GESTELLTE AUFGABE A: Zitiere die folgende Gerichtsentscheidung zur Abstandsflächenunterschreitung vollständig und ohne jede Abweichung.

TEXT DES DOKUMENTS:
-.-.-
Rechtskraft nein

 

Entscheidungsstichwort (Thema)

Abstandsflächenunterschreitung. Nachbarschutz. Treu und Glauben. Vergleichbarkeit. Gefahrenabwehr. Bauvorbescheids

 

Leitsatz (amtlich)

Ein Nachbar, der seinerseits den erforderlichen Grenzabstand nicht einhält, ist nach dem Grundsatz von Treu und Glauben daran gehindert, die Verletzung des Grenzabstands zu rügen, wenn die Verletzung nachbarschützender Abstandsregelungen durch das angegriffene Vorhaben nicht schwerer wiegt als der eigene Verstoß und in gefahrenrechtlicher Hinsicht keine völlig untragbaren Zustände entstehen.

 

Normenkette

LBO § 5; BGB § 242

 

Verfahrensgang

VG Stuttgart (Urteil vom 27.09.2001; Aktenzeichen 2 K 5311/00)

 

Tenor

Die Berufung der Klägerin gegen das Urteil des Verwaltungsgerichts Stuttgart vom 27.9.2001 – 2 K 5311/00 – wird zurückgewiesen.

Die Klägerin trägt die Kosten des Berufungsverfahrens einschließlich der außergerichtlichen Kosten des Beigeladenen.

Die Revision wird nicht zugelassen.

 

Tatbestand

Die Klägerin wendet sich gegen einen dem Beigeladenen erteilten Bauvorbescheid.

Die Klägerin ist Eigentümerin des Grundstücks Flst.-Nr. 78 (XXXXXX XX) in Freiberg (Ortsteil Beihingen), das mit einem dreigeschossigen, im Osten mit einem grenzständigen Anbau und im Übrigen zum Grundstück des Beigeladenen einen Abstand von ca. 1,00 einhaltenden Wohngebäude bebaut ist, sowie des Grundstücks Flst.-Nr. 67, auf dem sich im Süden auf Höhe des zweiten Obergeschosses ein grenzständiger überdachter Freisitz befindet.
-.-.-
GESTELLTE AUFGABE B: Bring nur die Zeilen aus den Datenzeilen in eine JSON-Liste aus Strings, mit einem String pro Zeile und ohne Leerzeilen. Die Auswahl beginnt mit der Zeile, die „Q: Identify a point on each instance of the fingers“ enthält, und endet mit der Zeile, die „[(73, 157)]“ enthält, beide eingeschlossen.

[Zeigeeinträge zu benannten Objekten]
-.-.-
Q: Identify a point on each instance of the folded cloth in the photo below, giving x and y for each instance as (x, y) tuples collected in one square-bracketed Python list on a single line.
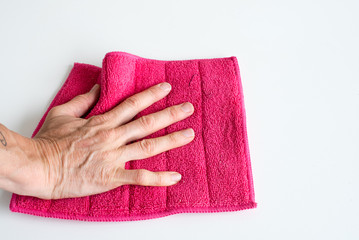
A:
[(215, 166)]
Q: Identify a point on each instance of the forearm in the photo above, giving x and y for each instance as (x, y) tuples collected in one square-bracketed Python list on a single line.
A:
[(16, 154)]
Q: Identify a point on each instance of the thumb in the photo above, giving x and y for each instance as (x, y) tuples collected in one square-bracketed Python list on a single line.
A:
[(80, 104)]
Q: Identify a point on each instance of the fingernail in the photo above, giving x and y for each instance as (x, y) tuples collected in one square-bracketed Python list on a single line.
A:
[(176, 177), (165, 86), (188, 132), (186, 107), (94, 87)]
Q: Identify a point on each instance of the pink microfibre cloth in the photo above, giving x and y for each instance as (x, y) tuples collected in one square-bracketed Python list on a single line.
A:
[(215, 166)]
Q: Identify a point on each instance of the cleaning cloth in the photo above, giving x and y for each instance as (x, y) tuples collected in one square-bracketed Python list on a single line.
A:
[(215, 166)]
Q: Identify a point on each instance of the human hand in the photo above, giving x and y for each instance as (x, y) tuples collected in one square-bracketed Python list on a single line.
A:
[(78, 157)]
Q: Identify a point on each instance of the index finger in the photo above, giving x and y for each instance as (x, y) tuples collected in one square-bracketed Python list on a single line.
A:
[(131, 106)]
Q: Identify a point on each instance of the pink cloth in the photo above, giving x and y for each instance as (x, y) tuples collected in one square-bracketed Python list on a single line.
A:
[(215, 166)]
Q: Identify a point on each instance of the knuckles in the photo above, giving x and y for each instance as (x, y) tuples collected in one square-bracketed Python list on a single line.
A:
[(147, 146), (147, 122)]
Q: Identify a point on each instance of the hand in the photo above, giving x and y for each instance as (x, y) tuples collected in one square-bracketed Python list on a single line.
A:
[(80, 157)]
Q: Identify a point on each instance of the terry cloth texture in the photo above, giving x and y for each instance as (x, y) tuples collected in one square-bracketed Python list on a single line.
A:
[(215, 166)]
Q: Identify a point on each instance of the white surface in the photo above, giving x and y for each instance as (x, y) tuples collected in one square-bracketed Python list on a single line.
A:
[(299, 63)]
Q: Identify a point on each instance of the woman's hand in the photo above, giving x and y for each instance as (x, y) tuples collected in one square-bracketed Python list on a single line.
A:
[(74, 157)]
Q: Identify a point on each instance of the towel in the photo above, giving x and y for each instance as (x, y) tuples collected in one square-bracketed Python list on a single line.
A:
[(215, 166)]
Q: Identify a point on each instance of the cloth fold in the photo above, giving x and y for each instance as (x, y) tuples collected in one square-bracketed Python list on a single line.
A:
[(215, 166)]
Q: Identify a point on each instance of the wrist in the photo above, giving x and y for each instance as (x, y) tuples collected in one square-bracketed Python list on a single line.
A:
[(17, 155)]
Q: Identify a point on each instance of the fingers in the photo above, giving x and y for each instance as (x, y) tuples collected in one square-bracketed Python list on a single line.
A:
[(125, 111), (152, 146), (79, 105), (147, 178), (151, 123)]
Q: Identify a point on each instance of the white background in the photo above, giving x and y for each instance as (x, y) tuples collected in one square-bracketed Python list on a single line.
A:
[(299, 62)]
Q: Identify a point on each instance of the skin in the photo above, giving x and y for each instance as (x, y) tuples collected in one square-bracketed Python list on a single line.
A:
[(73, 157)]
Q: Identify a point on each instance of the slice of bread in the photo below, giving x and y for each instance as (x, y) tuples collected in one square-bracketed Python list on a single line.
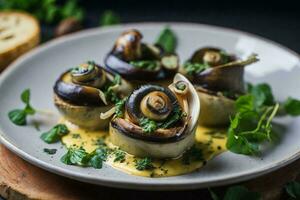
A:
[(19, 32)]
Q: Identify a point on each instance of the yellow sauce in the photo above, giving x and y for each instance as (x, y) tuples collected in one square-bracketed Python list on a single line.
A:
[(210, 141)]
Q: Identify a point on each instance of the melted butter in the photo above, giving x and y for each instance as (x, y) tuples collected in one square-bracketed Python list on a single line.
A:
[(210, 141)]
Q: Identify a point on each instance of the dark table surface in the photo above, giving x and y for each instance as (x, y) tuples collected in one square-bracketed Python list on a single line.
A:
[(276, 21)]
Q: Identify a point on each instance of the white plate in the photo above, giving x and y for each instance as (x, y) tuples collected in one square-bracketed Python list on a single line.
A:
[(39, 69)]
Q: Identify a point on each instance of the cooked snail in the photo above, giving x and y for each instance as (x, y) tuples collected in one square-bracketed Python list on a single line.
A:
[(139, 61), (158, 122), (87, 90), (219, 79)]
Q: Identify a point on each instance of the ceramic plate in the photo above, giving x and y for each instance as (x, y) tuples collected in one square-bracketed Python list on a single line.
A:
[(39, 69)]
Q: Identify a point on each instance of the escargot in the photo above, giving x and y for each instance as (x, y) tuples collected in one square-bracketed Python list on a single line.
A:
[(138, 61), (159, 122), (87, 90), (219, 79)]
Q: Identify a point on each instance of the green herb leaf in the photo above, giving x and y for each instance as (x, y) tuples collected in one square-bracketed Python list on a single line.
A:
[(145, 64), (50, 151), (18, 117), (76, 156), (293, 189), (148, 125), (144, 164), (194, 68), (97, 157), (109, 18), (71, 9), (167, 40), (241, 193), (292, 106), (250, 126), (55, 134), (119, 156), (262, 94)]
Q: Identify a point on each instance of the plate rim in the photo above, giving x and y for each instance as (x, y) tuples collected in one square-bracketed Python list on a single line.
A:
[(107, 181)]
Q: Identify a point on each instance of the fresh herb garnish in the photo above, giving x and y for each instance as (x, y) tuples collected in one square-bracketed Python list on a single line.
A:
[(237, 193), (55, 134), (148, 125), (97, 157), (194, 68), (47, 11), (50, 151), (193, 154), (250, 126), (262, 93), (292, 106), (167, 40), (144, 164), (145, 64), (293, 189), (76, 156), (119, 156), (19, 116), (109, 18)]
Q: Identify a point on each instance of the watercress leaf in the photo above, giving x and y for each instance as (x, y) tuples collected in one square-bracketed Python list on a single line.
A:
[(97, 157), (293, 189), (292, 106), (244, 103), (25, 96), (109, 18), (167, 40), (119, 156), (55, 134), (241, 193), (18, 117), (262, 94), (76, 156)]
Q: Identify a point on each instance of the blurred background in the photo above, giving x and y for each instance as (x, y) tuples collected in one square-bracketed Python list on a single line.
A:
[(279, 21)]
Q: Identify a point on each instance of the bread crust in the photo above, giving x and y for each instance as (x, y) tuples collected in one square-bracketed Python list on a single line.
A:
[(31, 40)]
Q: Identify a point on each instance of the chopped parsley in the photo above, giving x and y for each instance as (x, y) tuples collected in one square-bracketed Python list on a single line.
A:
[(109, 18), (144, 164), (119, 155), (55, 134), (19, 116)]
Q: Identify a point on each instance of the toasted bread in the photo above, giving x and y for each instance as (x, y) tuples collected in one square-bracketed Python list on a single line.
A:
[(19, 32)]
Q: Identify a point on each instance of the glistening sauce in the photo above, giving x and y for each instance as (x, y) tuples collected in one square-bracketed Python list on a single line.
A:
[(210, 141)]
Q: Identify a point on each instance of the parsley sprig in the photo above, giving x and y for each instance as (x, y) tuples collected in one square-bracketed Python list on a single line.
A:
[(251, 126), (19, 116), (167, 40)]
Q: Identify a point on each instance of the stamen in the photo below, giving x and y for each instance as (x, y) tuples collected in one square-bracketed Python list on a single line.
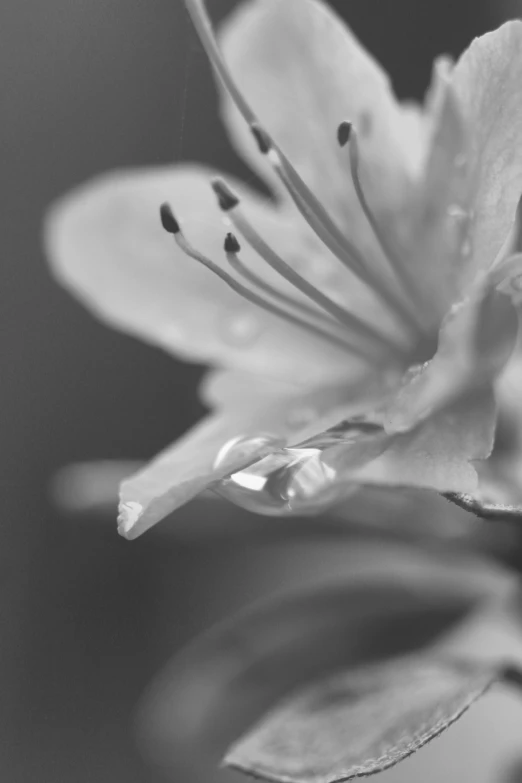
-.-.-
LÖSUNG DER AUFGABE A:
Rechtskraft nein

 

Entscheidungsstichwort (Thema)

Abstandsflächenunterschreitung. Nachbarschutz. Treu und Glauben. Vergleichbarkeit. Gefahrenabwehr. Bauvorbescheids

 

Leitsatz (amtlich)

Ein Nachbar, der seinerseits den erforderlichen Grenzabstand nicht einhält, ist nach dem Grundsatz von Treu und Glauben daran gehindert, die Verletzung des Grenzabstands zu rügen, wenn die Verletzung nachbarschützender Abstandsregelungen durch das angegriffene Vorhaben nicht schwerer wiegt als der eigene Verstoß und in gefahrenrechtlicher Hinsicht keine völlig untragbaren Zustände entstehen.

 

Normenkette

LBO § 5; BGB § 242

 

Verfahrensgang

VG Stuttgart (Urteil vom 27.09.2001; Aktenzeichen 2 K 5311/00)

 

Tenor

Die Berufung der Klägerin gegen das Urteil des Verwaltungsgerichts Stuttgart vom 27.9.2001 – 2 K 5311/00 – wird zurückgewiesen.

Die Klägerin trägt die Kosten des Berufungsverfahrens einschließlich der außergerichtlichen Kosten des Beigeladenen.

Die Revision wird nicht zugelassen.

 

Tatbestand

Die Klägerin wendet sich gegen einen dem Beigeladenen erteilten Bauvorbescheid.

Die Klägerin ist Eigentümerin des Grundstücks Flst.-Nr. 78 (XXXXXX XX) in Freiberg (Ortsteil Beihingen), das mit einem dreigeschossigen, im Osten mit einem grenzständigen Anbau und im Übrigen zum Grundstück des Beigeladenen einen Abstand von ca. 1,00 einhaltenden Wohngebäude bebaut ist, sowie des Grundstücks Flst.-Nr. 67, auf dem sich im Süden auf Höhe des zweiten Obergeschosses ein grenzständiger überdachter Freisitz befindet.

LÖSUNG DER AUFGABE B:
[
  "Q: Identify a point on each instance of the fingers in the photo above, giving x and y for each instance as (x, y) tuples collected in one square-bracketed Python list on a single line.",
  "A:",
  "[(125, 111), (152, 146), (79, 105), (147, 178), (151, 123)]",
  "Q: Identify a point on each instance of the white background in the photo above, giving x and y for each instance as (x, y) tuples collected in one square-bracketed Python list on a single line.",
  "A:",
  "[(299, 62)]",
  "Q: Identify a point on each instance of the skin in the photo above, giving x and y for each instance as (x, y) tuples collected in one square-bracketed Python list on a single line.",
  "A:",
  "[(73, 157)]"
]